===== Exercise input

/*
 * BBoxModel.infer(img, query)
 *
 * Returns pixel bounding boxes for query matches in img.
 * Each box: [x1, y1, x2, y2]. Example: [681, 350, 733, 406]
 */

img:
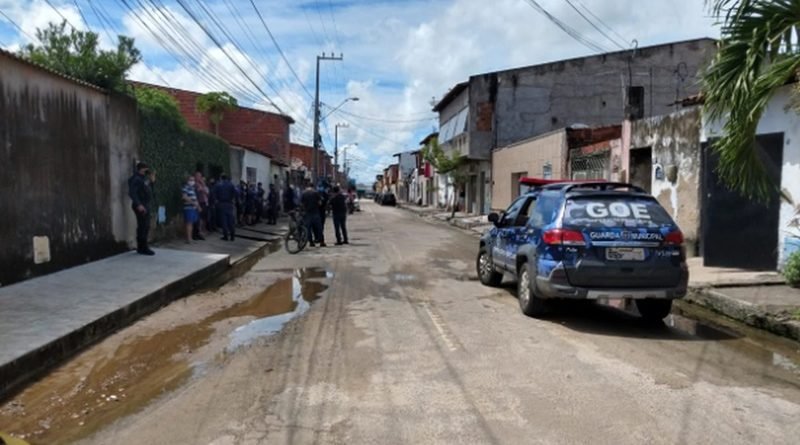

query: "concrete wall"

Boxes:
[0, 54, 139, 285]
[439, 88, 470, 156]
[242, 150, 272, 188]
[478, 39, 716, 153]
[702, 85, 800, 268]
[631, 107, 702, 255]
[492, 130, 567, 210]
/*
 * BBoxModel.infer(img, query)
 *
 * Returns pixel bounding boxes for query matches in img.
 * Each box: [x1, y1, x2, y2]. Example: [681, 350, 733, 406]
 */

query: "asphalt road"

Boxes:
[0, 204, 800, 445]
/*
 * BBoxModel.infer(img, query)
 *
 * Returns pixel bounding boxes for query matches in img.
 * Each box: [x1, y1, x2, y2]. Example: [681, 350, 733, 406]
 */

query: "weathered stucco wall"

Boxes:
[0, 54, 138, 285]
[484, 39, 716, 156]
[492, 130, 567, 210]
[631, 107, 702, 255]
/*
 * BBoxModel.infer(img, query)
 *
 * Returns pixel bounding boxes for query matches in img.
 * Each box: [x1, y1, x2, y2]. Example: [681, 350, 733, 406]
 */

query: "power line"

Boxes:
[526, 0, 608, 52]
[0, 9, 39, 41]
[170, 0, 285, 114]
[565, 0, 627, 50]
[573, 0, 628, 44]
[250, 0, 314, 98]
[329, 107, 439, 124]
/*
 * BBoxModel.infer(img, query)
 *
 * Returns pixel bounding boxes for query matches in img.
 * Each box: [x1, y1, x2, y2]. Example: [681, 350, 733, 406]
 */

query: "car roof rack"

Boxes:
[563, 181, 647, 193]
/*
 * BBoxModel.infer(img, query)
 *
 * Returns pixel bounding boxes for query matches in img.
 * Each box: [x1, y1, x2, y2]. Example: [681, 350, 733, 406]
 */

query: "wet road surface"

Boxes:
[0, 204, 800, 444]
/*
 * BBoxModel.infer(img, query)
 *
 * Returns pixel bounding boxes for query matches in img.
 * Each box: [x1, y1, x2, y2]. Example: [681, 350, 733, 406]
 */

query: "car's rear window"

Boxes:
[564, 196, 674, 228]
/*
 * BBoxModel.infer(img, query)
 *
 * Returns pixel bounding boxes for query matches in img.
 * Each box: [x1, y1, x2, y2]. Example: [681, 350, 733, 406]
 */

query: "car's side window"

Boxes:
[529, 193, 560, 227]
[514, 197, 536, 227]
[502, 196, 528, 227]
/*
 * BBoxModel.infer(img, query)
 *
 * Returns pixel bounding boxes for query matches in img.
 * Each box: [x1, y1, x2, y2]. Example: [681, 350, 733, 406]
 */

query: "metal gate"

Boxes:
[570, 149, 609, 180]
[700, 133, 783, 270]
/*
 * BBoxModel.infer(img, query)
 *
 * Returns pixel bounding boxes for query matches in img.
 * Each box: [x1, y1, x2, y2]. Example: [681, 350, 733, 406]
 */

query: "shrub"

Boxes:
[783, 250, 800, 287]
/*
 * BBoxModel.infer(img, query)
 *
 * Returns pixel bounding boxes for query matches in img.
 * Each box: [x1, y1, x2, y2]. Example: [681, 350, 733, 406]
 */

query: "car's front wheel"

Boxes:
[636, 298, 672, 321]
[476, 246, 503, 287]
[517, 263, 547, 317]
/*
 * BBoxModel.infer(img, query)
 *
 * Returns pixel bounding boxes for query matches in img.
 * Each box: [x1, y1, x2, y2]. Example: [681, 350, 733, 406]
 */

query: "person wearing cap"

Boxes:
[128, 162, 155, 256]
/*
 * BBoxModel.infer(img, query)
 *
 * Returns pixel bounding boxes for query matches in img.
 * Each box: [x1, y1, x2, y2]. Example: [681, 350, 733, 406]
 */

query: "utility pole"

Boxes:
[311, 53, 344, 185]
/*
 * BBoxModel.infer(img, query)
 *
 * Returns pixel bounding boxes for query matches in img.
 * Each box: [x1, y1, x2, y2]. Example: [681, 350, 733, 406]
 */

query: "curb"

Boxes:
[683, 288, 800, 341]
[0, 243, 277, 402]
[400, 206, 800, 341]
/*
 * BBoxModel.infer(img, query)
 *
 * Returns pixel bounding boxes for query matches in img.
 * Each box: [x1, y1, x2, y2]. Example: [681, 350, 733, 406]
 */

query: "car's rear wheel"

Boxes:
[517, 263, 547, 317]
[636, 298, 672, 321]
[476, 246, 503, 287]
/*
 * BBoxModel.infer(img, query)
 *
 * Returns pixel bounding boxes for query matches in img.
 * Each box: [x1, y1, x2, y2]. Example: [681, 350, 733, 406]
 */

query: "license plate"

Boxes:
[606, 247, 644, 261]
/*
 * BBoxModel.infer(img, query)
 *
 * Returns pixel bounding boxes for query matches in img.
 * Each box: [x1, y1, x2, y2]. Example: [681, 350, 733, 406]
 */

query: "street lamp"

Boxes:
[320, 97, 359, 121]
[333, 123, 350, 173]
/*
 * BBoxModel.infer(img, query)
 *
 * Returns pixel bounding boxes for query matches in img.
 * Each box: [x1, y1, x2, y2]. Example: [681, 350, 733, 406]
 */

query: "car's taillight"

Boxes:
[664, 230, 683, 246]
[542, 229, 586, 246]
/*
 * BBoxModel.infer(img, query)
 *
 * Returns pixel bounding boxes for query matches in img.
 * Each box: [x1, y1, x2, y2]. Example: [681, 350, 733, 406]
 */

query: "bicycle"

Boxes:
[283, 211, 308, 255]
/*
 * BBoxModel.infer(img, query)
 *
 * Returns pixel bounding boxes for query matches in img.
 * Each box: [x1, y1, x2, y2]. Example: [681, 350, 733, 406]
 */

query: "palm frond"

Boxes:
[703, 0, 800, 201]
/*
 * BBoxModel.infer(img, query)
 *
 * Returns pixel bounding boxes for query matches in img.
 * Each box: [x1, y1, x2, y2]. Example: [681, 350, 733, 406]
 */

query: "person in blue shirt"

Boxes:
[181, 175, 200, 244]
[213, 175, 239, 241]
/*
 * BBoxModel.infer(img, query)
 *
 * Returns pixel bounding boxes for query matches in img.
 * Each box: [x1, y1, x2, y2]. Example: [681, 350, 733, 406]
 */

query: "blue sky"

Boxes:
[0, 0, 719, 181]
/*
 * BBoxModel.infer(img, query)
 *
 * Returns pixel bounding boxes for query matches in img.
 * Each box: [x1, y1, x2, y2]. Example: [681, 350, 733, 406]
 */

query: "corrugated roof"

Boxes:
[128, 80, 295, 124]
[0, 48, 108, 94]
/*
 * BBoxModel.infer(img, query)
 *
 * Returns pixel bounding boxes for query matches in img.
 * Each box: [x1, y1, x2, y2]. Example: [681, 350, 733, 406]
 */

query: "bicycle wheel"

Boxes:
[283, 229, 307, 254]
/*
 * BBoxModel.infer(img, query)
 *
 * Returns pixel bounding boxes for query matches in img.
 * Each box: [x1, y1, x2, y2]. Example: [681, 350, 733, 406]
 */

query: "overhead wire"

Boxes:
[573, 0, 629, 45]
[187, 0, 312, 132]
[250, 0, 314, 99]
[0, 9, 39, 42]
[564, 0, 627, 49]
[70, 0, 170, 86]
[526, 0, 608, 52]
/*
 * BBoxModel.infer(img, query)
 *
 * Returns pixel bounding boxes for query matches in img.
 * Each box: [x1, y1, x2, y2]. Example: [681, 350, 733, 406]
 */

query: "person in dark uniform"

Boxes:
[267, 184, 278, 225]
[283, 184, 297, 213]
[128, 162, 156, 256]
[213, 175, 238, 241]
[300, 184, 325, 247]
[256, 182, 267, 223]
[319, 187, 328, 232]
[331, 186, 350, 246]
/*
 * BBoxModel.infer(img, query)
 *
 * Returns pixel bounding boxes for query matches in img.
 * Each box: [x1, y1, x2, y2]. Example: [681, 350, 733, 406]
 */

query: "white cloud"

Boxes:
[0, 0, 718, 184]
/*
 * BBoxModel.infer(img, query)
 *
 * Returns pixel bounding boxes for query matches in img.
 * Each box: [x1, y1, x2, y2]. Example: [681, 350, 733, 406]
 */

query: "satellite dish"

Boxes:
[567, 123, 591, 130]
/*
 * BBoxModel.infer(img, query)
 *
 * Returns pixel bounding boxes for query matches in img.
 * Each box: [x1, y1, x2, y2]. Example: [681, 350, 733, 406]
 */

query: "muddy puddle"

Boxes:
[0, 269, 331, 445]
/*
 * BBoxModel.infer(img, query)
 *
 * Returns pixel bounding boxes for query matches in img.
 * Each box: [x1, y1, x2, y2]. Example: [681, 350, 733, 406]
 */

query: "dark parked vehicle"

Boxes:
[477, 182, 689, 320]
[379, 193, 397, 206]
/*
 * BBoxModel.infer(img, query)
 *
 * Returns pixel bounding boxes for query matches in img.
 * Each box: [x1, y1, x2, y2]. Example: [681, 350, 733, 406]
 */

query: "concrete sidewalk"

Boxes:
[0, 223, 286, 399]
[399, 203, 800, 341]
[684, 258, 800, 341]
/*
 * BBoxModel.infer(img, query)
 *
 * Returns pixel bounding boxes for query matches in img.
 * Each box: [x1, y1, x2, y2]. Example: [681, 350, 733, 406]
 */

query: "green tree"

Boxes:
[195, 91, 238, 135]
[134, 87, 187, 130]
[19, 21, 142, 92]
[423, 138, 468, 219]
[703, 0, 800, 201]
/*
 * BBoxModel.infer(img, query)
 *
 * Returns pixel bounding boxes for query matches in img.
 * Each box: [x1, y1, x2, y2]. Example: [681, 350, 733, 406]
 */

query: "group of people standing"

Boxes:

==========

** Given task **
Recast the rows as a numbered list, starting with the first line and ending with the line containing "[0, 204, 800, 444]", both lines included. Skip blank lines and leave the pictures out.

** Written response **
1. /*
2.  * BBoxModel.infer(img, query)
3.  *
4.  * Returns pixel bounding boxes for query matches in img.
5.  * Each box: [x1, y1, x2, y2]. Example: [681, 350, 733, 406]
6.  */
7. img:
8. query: "concrete wall"
9. Boxes:
10. [0, 54, 139, 285]
11. [439, 88, 470, 156]
12. [242, 150, 272, 188]
13. [478, 39, 716, 153]
14. [702, 85, 800, 268]
15. [631, 107, 702, 255]
16. [492, 130, 567, 210]
17. /*
18.  * BBoxModel.infer(img, query)
19.  *
20.  * Returns pixel bounding boxes for query matches in img.
21.  * Each box: [x1, y1, x2, y2]. Example: [681, 350, 733, 406]
22.  */
23. query: "asphalt road"
24. Boxes:
25. [0, 204, 800, 445]
26. /*
27.  * BBoxModel.infer(img, query)
28.  *
29.  * Returns pixel bounding boxes for query matches in img.
30.  * Each box: [x1, y1, x2, y2]. Example: [681, 350, 733, 406]
31.  */
32. query: "weathered stucco wall"
33. Boxes:
34. [0, 54, 138, 285]
35. [484, 39, 716, 156]
36. [492, 130, 567, 210]
37. [631, 107, 702, 255]
38. /*
39.  * BBoxModel.infer(img, query)
40.  *
41.  * Returns pixel bounding boxes for query matches in img.
42.  * Each box: [x1, y1, x2, y2]. Example: [681, 350, 733, 406]
43.  */
44. query: "power line"
45. Boxes:
46. [526, 0, 608, 52]
47. [0, 9, 39, 41]
48. [170, 0, 285, 114]
49. [565, 0, 627, 50]
50. [573, 0, 628, 44]
51. [250, 0, 314, 98]
52. [329, 107, 439, 124]
53. /*
54.  * BBoxModel.infer(img, query)
55.  *
56.  * Returns pixel bounding boxes for query matches in img.
57.  * Each box: [x1, y1, x2, y2]. Example: [681, 350, 733, 406]
58.  */
59. query: "car roof rack"
60. Boxes:
61. [563, 181, 647, 193]
62. /*
63.  * BBoxModel.infer(img, query)
64.  *
65.  * Returns pixel bounding boxes for query matches in img.
66.  * Each box: [x1, y1, x2, y2]. Example: [681, 350, 733, 406]
67.  */
68. query: "wet road surface"
69. Boxes:
70. [0, 204, 800, 444]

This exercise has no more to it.